*** PASSAGE TO READ Section Begins ***

This entrepreneur has big plans for the humble patty
Egbert Gaye
“Patties will always be an ethnic snack… it will always be a Jamaican patty, but I intend to introduce it as a mainstream snack food just like pizza or souvlaki here in Montreal,” so says Mr. Ray South who recently opened PattyMon Restaurant at the corner of Cote des Neiges and Cote St. Catherine roads. “Just as it is in Toronto and Vancouver where people will go and buy two patties and a drink for lunch.”
“And as you can see, from the location of my restaurant, close to three hospitals, a major university and Jean Brebeouf College, we’re well positioned to reach a mainstream clientele.”
As such, he is doing brisk business with a growing and loyal list of clients who are making it a habit to drop by and enjoy some of his freshly baked delicacies.
South, who recently moved back to the city after 20-something years of doing business in Toronto, says he is doing everything to make sure that everyone who walks into his door gets the best tasting patty, not only in Montreal but also across Canada.
Before launching the business, he said it took him about three months perfecting the perfect patty.
“We collaborated with a food manufacturing facility in Toronto and there was a lot of back and forth as we worked on making sure that the product was exactly the way we wanted it be,” he says. “Unlike other patties, I wanted my pastry to be less doughy, more flaky and the meat to be less mushy and more meaty with our trademark spiciness”
Today, South is proud of what he has to offer Montrealers, especially his exclusive jerk chicken patty that has customers coming back time and time again.
Now much of his efforts are aimed at marketing his product and getting it to the next level. He is prepared to franchise the business to other sectors of the city if it grows to expectations.
The Jamaican-born entrepreneur knows a thing or two about growing a business.
He left home in the 1970s and came to Montreal to study and earned a degree in Computer Science at McGill University before completing an MBA.
He entered the corporate world right out of university, serving as a manager with RBC and with Statistics Canada. He then joined L’Oreal Cosmetics as a vice president responsible for their computer systems around the world; he had an office in Paris. He eventually launched an IT company, Southport Data Systems, a provider of business process outsourcing solutions that specialized in large scale imaging and data entry.
He collaborated with some of the world’s biggest corporations, and he grew Southport into a multi-million dollar entity before selling to Calgary-based CriticalControl Solutions Corp for $2.3 million.
Following his successful foray in Canada’s tech industry and a high profile reign as an entrepreneur in the Toronto area South made the move back to Montreal after his wife accepted a vice president position at a pharmaceutical company here.
Once here he decided to follow a life-long passion to take this everyday Jamaican snack and make it into a Montreal staple.
Right now he is working out of an invitingly clean, little resto that can accommodate a handful of clients inside and on the terrace that also carries other Caribbean delights such as rotis, curry goat, jerk chicken and stew chicken plates.
He has no intention to expand the place, he says.
What he wants is to expand the appreciation of patties across the city: “that way, everyone who is making and selling patties will benefit, and patty lovers will have access to a more delightful tasting product.”

*** PASSAGE TO READ Section Ends ***
*** RECORDS SHOWN Section Begins ***

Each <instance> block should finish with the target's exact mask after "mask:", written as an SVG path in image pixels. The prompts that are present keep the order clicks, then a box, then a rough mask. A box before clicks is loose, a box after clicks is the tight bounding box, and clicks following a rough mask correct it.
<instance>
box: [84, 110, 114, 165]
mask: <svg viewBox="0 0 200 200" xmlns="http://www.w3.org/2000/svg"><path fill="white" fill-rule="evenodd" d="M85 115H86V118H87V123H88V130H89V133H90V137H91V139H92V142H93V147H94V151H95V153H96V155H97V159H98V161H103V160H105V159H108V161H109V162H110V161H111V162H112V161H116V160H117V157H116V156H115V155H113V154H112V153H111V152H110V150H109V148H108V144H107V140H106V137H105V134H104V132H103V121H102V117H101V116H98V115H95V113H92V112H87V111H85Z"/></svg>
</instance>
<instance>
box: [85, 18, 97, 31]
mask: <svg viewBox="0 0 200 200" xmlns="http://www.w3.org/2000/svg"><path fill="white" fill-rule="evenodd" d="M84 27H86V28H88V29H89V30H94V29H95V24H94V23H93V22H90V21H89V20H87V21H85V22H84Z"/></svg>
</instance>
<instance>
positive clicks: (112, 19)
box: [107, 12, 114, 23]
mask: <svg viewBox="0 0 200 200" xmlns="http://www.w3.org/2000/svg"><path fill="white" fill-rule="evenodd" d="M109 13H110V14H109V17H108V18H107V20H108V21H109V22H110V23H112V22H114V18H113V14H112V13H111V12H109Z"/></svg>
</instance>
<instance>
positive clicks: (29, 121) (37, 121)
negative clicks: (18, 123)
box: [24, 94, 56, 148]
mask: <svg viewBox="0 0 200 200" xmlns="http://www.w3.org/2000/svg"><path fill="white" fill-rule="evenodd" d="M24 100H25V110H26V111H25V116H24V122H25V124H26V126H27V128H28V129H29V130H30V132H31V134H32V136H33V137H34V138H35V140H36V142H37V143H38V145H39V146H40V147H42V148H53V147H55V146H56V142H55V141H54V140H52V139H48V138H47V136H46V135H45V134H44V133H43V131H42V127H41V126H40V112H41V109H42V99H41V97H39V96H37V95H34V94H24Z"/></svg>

*** RECORDS SHOWN Section Ends ***

→ **PROBLEMS TO SOLVE**
- a) Using the article about the patty restaurant, decide whether each statement agrees with it: (i) South earned a Computer Science degree at McGill University; (ii) South plans to make his restaurant bigger; (iii) South spent about three months perfecting his patty. Answer yes or no for each, quoting the words of the article that decide it.
- b) Print the stretch of the article about the patty restaurant from "Following his successful" through "a Montreal staple.".
The records can be left aside.

→ **YOUR WRITTEN ANSWERS**
- a)
(i) Yes: "earned a degree in Computer Science at McGill University"
(ii) No: "He has no intention to expand the place"
(iii) Yes: "it took him about three months perfecting the perfect patty"

- b)
Following his successful foray in Canada’s tech industry and a high profile reign as an entrepreneur in the Toronto area South made the move back to Montreal after his wife accepted a vice president position at a pharmaceutical company here.
Once here he decided to follow a life-long passion to take this everyday Jamaican snack and make it into a Montreal staple.